• [The request]
Could you rewrite the material from its start through the line containing "(159, 213), (500, 366)", with "endpoint" changed to "service" and nothing else altered? Leave the pictures out of your answer.

• [Records for the task]
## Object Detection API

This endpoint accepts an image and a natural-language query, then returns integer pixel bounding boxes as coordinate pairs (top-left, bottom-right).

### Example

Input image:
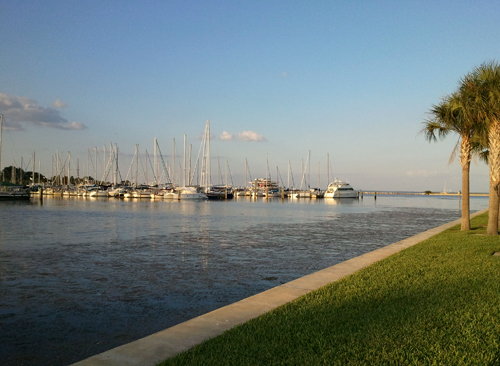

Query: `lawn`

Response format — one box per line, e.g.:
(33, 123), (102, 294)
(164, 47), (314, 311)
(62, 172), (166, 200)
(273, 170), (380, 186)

(159, 213), (500, 366)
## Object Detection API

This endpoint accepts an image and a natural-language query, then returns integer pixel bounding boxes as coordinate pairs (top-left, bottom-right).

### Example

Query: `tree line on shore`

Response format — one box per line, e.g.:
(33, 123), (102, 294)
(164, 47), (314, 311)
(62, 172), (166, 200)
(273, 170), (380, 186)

(422, 61), (500, 235)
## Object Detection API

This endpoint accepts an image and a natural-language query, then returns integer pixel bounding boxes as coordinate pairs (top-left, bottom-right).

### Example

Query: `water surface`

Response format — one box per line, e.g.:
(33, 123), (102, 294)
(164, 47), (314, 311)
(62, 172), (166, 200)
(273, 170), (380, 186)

(0, 196), (488, 365)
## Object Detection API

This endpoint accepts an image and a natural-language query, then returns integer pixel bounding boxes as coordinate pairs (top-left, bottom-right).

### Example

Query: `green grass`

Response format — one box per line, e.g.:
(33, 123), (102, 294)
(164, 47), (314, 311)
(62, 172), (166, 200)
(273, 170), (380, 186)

(159, 214), (500, 366)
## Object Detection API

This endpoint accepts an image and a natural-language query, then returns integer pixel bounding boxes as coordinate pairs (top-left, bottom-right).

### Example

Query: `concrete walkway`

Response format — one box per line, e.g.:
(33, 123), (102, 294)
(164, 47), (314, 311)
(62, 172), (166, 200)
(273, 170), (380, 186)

(74, 210), (487, 366)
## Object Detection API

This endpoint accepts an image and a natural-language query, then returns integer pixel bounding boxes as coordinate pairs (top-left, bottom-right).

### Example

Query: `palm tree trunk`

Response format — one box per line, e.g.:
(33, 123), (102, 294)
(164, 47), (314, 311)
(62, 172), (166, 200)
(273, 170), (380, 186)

(486, 120), (500, 235)
(460, 136), (471, 231)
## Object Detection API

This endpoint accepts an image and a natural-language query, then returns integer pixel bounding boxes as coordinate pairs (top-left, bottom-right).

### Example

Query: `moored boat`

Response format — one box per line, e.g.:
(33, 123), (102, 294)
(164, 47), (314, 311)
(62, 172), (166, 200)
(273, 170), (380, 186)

(325, 178), (358, 198)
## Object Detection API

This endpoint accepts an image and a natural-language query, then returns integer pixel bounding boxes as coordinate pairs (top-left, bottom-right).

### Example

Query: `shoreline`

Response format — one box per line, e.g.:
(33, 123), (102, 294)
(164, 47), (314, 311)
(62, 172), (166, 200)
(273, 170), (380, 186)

(73, 207), (487, 366)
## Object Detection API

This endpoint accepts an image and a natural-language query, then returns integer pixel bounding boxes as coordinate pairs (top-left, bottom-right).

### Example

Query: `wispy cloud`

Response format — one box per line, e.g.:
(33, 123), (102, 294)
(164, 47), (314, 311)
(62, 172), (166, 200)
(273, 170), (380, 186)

(238, 131), (267, 141)
(406, 169), (439, 177)
(52, 99), (68, 109)
(220, 131), (234, 141)
(0, 93), (87, 131)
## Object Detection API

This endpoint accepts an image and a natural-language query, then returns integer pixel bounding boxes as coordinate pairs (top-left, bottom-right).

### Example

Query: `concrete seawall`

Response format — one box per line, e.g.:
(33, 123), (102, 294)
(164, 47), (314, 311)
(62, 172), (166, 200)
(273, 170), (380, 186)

(73, 210), (487, 366)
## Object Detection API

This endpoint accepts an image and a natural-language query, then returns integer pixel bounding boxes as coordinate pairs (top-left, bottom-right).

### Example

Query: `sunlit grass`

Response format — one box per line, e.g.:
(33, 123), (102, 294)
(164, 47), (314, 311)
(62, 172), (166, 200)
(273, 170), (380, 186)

(161, 214), (500, 366)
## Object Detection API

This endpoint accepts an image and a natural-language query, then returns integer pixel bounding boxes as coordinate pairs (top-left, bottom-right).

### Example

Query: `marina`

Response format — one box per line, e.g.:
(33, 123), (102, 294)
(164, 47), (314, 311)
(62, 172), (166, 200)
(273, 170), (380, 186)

(0, 195), (488, 365)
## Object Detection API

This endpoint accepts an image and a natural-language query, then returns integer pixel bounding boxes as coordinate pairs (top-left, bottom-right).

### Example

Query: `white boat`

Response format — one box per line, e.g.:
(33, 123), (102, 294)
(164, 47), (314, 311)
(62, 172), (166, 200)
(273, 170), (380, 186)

(176, 187), (207, 200)
(325, 178), (358, 198)
(89, 189), (108, 197)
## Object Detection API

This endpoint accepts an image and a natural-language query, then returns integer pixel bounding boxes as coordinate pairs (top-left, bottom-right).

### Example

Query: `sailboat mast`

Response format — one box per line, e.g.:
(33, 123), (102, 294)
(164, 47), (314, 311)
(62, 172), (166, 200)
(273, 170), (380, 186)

(0, 114), (3, 182)
(172, 138), (175, 186)
(182, 134), (187, 187)
(154, 137), (159, 184)
(188, 144), (193, 186)
(135, 144), (139, 188)
(94, 146), (97, 183)
(68, 151), (71, 186)
(115, 143), (118, 184)
(31, 151), (36, 186)
(207, 120), (212, 188)
(326, 153), (330, 186)
(307, 150), (311, 188)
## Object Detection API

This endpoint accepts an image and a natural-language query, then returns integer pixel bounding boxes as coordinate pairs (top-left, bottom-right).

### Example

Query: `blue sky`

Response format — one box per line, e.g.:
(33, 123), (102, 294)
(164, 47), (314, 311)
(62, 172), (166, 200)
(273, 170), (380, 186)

(0, 0), (500, 192)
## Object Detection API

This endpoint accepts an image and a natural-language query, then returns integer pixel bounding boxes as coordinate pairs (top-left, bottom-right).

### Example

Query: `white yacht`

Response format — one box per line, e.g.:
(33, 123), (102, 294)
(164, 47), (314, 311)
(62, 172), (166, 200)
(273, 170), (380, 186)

(325, 178), (358, 198)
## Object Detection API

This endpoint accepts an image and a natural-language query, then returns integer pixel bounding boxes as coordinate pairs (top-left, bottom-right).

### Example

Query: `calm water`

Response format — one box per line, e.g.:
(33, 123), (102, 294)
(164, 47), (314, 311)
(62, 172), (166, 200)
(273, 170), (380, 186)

(0, 196), (488, 365)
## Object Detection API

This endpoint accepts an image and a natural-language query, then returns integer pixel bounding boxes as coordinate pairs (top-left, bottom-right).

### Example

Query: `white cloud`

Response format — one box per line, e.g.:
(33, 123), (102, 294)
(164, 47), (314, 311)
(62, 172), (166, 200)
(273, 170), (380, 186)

(238, 131), (266, 141)
(220, 131), (234, 141)
(406, 169), (439, 177)
(0, 93), (87, 131)
(52, 99), (68, 109)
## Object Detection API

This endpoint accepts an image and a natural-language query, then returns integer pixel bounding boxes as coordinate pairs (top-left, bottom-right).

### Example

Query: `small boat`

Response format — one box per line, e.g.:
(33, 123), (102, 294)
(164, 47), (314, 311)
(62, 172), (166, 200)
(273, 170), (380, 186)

(205, 186), (234, 200)
(325, 178), (358, 198)
(89, 187), (108, 197)
(0, 187), (30, 201)
(176, 187), (207, 200)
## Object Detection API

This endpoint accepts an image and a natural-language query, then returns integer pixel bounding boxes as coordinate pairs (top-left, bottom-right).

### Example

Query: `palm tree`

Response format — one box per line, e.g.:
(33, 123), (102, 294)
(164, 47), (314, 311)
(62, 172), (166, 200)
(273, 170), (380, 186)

(422, 93), (478, 230)
(460, 62), (500, 235)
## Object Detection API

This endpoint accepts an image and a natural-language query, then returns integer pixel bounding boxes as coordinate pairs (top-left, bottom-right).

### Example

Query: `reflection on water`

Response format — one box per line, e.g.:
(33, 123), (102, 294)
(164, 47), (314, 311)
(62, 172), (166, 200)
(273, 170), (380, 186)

(0, 196), (488, 365)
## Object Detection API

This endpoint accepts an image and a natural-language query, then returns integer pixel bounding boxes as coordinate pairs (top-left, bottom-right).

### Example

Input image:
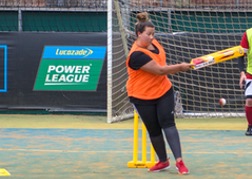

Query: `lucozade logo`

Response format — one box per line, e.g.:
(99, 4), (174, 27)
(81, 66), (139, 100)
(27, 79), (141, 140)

(34, 46), (106, 91)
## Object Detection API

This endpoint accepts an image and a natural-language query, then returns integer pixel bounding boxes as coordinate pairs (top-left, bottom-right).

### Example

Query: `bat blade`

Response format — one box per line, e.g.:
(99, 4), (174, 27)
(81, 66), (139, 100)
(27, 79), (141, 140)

(191, 45), (244, 70)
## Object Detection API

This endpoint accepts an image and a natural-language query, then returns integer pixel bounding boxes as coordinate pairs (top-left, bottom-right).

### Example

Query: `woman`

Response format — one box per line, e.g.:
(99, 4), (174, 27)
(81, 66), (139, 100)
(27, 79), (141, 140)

(126, 12), (192, 174)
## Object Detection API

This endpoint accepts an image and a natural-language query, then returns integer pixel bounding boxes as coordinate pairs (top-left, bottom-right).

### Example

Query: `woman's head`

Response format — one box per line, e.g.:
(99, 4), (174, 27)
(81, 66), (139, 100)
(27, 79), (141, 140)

(135, 12), (155, 37)
(135, 12), (155, 48)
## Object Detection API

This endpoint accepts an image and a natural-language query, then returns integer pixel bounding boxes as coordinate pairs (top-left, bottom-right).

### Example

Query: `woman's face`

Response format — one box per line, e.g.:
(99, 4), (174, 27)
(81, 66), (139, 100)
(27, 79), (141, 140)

(138, 27), (155, 47)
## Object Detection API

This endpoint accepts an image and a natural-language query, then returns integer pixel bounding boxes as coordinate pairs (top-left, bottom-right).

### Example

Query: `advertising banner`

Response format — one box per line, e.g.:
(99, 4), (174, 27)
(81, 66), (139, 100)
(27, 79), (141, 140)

(0, 32), (107, 112)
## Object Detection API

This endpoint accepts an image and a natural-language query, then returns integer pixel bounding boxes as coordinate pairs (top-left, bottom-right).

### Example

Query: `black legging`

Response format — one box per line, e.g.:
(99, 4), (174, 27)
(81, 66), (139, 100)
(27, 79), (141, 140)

(134, 88), (175, 137)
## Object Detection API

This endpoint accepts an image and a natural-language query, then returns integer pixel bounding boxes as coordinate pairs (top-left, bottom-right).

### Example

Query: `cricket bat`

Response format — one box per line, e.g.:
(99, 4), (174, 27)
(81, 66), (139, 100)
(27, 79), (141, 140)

(191, 45), (244, 70)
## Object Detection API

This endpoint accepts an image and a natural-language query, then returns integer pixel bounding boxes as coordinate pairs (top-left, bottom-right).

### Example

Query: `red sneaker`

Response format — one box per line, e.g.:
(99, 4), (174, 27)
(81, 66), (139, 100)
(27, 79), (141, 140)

(176, 160), (189, 175)
(149, 160), (170, 172)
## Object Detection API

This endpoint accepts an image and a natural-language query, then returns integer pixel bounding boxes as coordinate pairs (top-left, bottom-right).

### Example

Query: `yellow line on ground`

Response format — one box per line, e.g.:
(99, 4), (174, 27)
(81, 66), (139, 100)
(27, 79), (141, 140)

(0, 114), (247, 130)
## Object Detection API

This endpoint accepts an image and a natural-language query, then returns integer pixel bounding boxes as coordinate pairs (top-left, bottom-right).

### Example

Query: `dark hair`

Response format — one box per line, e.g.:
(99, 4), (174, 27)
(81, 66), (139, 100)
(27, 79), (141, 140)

(135, 12), (155, 36)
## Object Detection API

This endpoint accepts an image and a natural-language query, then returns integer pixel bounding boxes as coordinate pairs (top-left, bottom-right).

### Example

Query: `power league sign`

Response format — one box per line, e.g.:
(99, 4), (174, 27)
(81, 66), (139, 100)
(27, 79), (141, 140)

(33, 46), (106, 91)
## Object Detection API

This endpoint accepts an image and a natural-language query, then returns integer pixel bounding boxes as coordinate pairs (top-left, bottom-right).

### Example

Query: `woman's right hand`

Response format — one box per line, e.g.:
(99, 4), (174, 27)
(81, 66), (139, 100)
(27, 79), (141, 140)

(180, 62), (194, 71)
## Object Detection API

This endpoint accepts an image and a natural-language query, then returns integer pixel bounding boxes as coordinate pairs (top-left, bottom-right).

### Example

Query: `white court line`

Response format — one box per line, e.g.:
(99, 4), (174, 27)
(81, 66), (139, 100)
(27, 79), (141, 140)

(0, 149), (252, 154)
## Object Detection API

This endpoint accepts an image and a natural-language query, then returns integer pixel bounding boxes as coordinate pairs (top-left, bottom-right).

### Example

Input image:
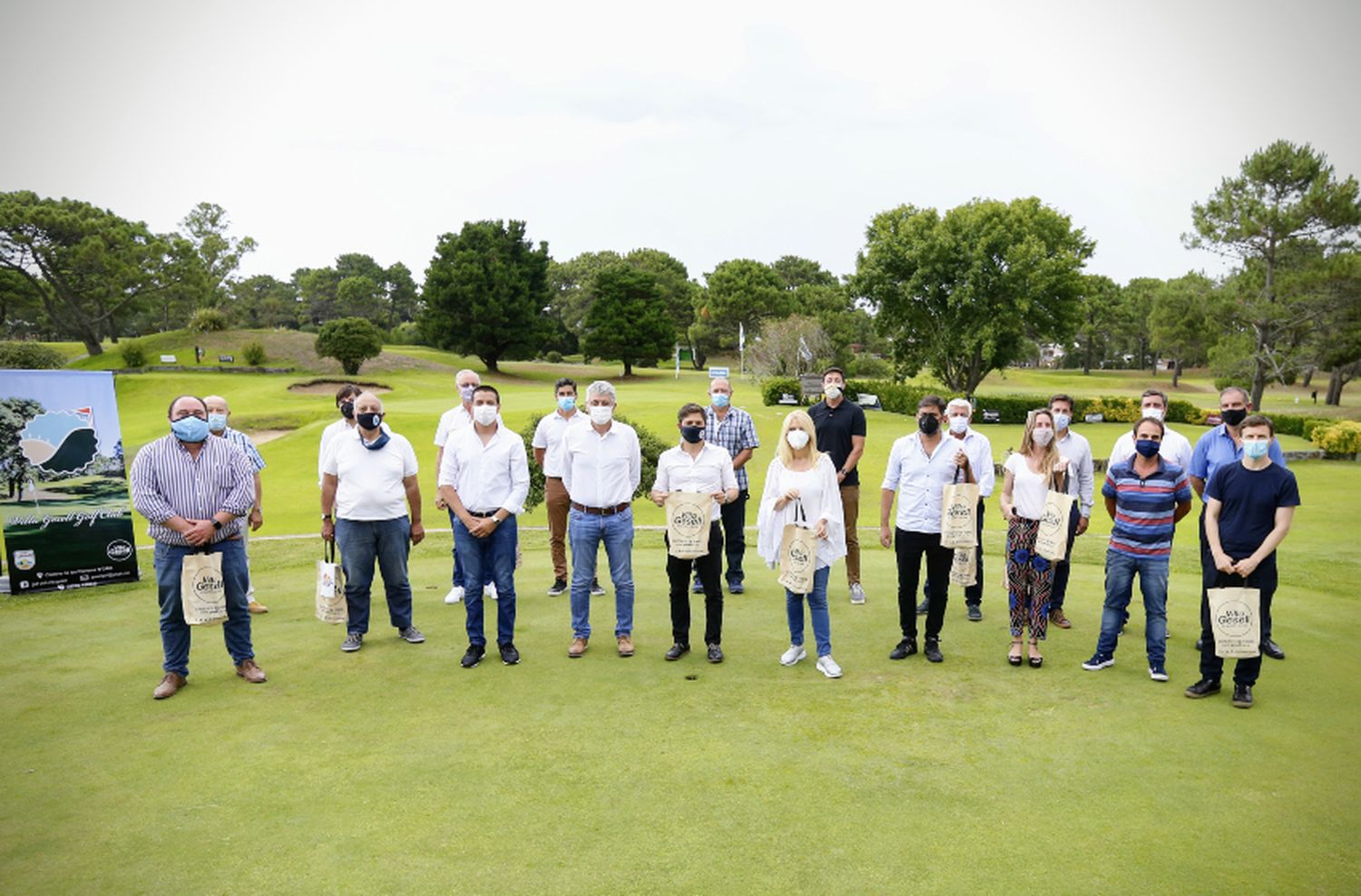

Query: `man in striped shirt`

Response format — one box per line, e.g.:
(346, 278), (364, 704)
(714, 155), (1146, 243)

(1082, 417), (1191, 681)
(128, 395), (266, 700)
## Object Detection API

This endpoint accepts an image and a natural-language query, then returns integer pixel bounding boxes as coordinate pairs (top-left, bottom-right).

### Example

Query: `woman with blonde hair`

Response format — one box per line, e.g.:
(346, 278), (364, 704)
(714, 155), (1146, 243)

(757, 411), (847, 678)
(1001, 408), (1069, 669)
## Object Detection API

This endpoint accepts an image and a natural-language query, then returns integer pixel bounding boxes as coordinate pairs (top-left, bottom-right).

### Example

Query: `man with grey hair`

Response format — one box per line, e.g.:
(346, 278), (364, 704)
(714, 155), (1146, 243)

(563, 379), (642, 659)
(321, 392), (425, 653)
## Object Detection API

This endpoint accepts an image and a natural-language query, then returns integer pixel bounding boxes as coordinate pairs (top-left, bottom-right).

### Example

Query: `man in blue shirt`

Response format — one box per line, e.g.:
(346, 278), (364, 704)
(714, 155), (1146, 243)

(1187, 386), (1287, 659)
(1187, 414), (1300, 710)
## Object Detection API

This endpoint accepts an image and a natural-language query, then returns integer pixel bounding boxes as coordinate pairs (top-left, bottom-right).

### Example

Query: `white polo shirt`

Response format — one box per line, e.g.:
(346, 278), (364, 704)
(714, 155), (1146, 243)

(530, 411), (590, 479)
(440, 424), (530, 515)
(884, 433), (974, 533)
(563, 420), (642, 507)
(652, 442), (738, 520)
(321, 427), (416, 521)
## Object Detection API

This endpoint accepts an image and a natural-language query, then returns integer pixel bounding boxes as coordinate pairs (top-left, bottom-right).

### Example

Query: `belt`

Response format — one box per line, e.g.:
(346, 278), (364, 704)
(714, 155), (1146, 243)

(572, 502), (633, 517)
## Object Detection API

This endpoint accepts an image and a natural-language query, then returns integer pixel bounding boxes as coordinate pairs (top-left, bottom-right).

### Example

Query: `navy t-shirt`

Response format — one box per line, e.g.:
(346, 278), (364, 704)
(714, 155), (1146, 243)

(1205, 463), (1300, 560)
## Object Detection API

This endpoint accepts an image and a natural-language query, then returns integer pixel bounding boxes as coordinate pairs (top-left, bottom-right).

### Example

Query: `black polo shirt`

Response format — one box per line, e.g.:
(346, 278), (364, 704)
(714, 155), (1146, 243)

(808, 398), (865, 485)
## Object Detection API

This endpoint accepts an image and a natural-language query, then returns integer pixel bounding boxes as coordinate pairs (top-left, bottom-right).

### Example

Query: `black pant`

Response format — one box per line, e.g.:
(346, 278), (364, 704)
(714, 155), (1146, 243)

(1200, 553), (1277, 687)
(1050, 507), (1078, 609)
(893, 529), (953, 640)
(922, 498), (983, 607)
(667, 523), (723, 645)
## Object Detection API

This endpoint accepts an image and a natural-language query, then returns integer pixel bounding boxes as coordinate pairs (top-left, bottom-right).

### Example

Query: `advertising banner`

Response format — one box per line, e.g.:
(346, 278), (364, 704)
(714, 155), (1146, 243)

(0, 370), (138, 594)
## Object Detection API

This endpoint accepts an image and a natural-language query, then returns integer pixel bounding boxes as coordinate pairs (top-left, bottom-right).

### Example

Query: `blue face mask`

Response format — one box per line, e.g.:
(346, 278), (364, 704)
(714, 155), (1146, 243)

(171, 416), (209, 443)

• [Solution to the problem]
## Object Detection API

This service accepts an image and a natural-language query, then returns integer pixel bounding boxes as coordinate pairs (top-left, bottom-right).

### Example

Input image:

Query: `lawn`

Response format — one box per line, e.g.:
(33, 123), (102, 294)
(164, 47), (314, 311)
(62, 172), (166, 200)
(273, 170), (380, 186)

(159, 213), (500, 366)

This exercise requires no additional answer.